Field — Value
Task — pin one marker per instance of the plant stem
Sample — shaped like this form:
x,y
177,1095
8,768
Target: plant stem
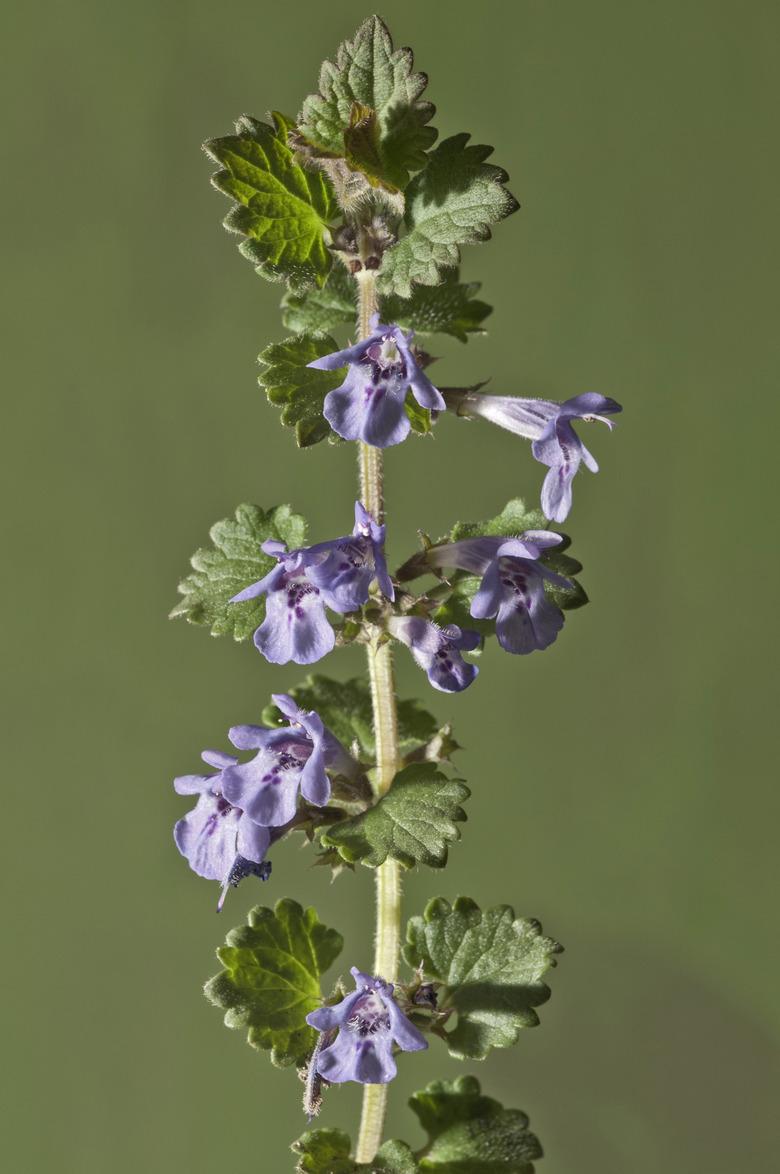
x,y
385,731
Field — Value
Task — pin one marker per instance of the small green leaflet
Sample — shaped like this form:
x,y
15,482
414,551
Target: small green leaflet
x,y
450,308
451,203
512,520
233,562
369,109
345,709
328,1152
412,823
282,211
271,978
491,965
468,1133
472,1134
323,309
296,388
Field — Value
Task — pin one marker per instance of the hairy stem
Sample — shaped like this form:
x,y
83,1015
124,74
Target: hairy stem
x,y
385,729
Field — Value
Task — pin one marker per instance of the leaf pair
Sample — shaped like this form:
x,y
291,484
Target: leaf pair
x,y
468,1133
489,966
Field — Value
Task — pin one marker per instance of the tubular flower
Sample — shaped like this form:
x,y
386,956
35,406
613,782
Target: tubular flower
x,y
512,586
217,838
369,405
289,760
437,650
549,426
369,1021
335,574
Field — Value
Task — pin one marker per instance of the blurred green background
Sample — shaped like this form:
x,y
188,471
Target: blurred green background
x,y
623,787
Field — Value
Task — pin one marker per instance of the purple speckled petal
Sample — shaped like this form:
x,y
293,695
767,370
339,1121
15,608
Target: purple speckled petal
x,y
264,788
523,629
590,403
253,841
207,837
300,633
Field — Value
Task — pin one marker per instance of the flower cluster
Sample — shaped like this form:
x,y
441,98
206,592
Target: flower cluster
x,y
243,807
369,405
335,574
549,426
369,1021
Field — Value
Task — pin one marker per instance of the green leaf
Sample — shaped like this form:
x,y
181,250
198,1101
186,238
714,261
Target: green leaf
x,y
328,1152
271,978
491,965
324,1152
451,203
469,1133
412,823
418,417
512,520
323,309
345,709
297,389
282,211
448,309
235,561
369,108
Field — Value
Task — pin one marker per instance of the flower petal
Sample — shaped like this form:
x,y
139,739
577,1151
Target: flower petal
x,y
253,841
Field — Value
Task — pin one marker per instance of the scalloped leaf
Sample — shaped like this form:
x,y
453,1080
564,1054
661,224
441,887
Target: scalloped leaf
x,y
271,978
369,109
414,823
297,389
234,561
281,210
449,204
491,965
470,1133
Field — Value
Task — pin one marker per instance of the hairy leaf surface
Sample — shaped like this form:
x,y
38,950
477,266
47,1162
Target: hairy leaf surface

○ ○ ○ ○ ○ ○ ○

List each line in the listing above that contains the word "green".

> **THE REPLY**
Task — pin one marker per instance of the small green leaflet
Target: small green leaflet
Task — pin one marker per instance of the blurred green background
Target: blurred green background
Task — pin one marker per instance of the green leaf
Target: green leaf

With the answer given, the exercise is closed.